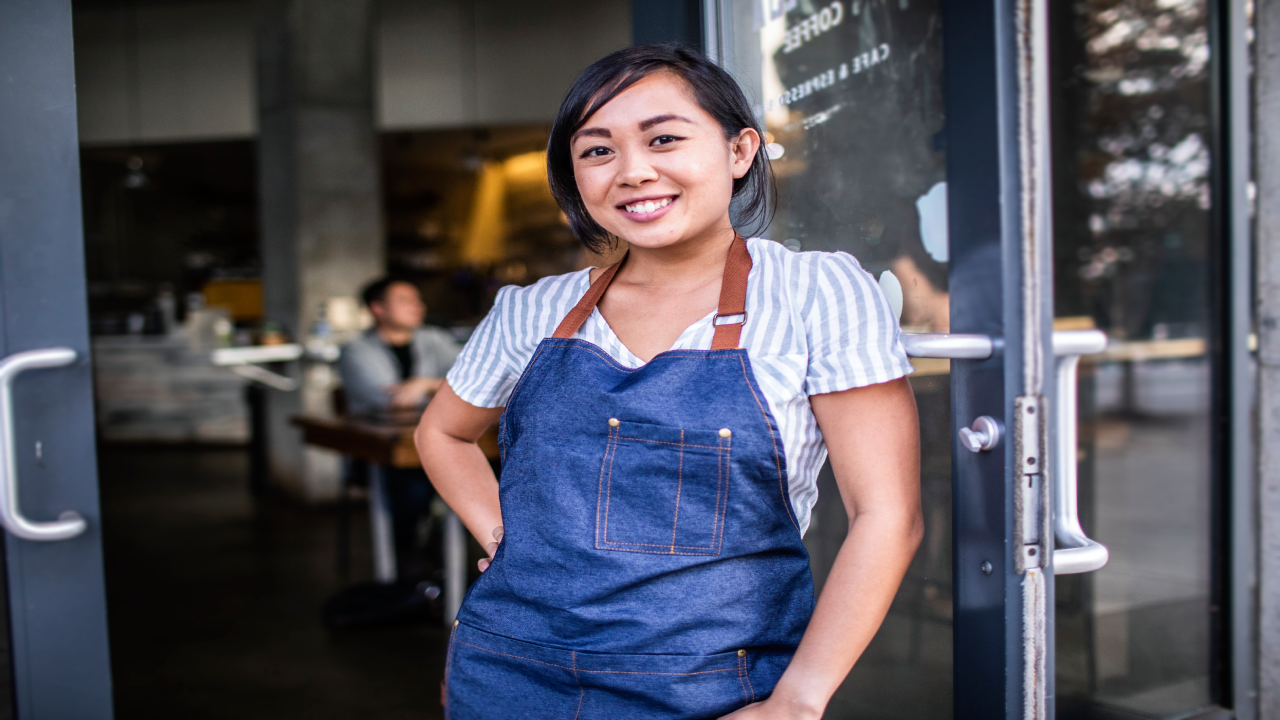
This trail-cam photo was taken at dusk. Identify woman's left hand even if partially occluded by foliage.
[719,698,822,720]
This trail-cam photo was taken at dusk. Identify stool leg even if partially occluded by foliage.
[444,510,467,625]
[337,468,356,584]
[369,462,396,583]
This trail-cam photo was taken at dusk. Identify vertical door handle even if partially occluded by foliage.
[0,347,86,541]
[1053,331,1111,575]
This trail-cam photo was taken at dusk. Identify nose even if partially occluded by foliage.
[618,147,658,187]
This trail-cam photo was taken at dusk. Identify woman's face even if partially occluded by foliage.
[570,72,760,247]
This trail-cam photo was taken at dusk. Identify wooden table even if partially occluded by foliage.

Short task: Can you transcribe the records word for word, starting at the line containing "This trail-cam photo was taken at dusk. Identify nose" and running through the last line of the records?

Result below:
This trail-cam photo was taken at dusk. Identify nose even if partially occluded by foliage.
[618,147,658,187]
This trail-cam photo was taken at dusk. Identify woman's face even if partially occluded by foliage.
[570,72,760,247]
This trail-cam photo was taken at dusk. Identify wooden table even if partially occluded by foliage.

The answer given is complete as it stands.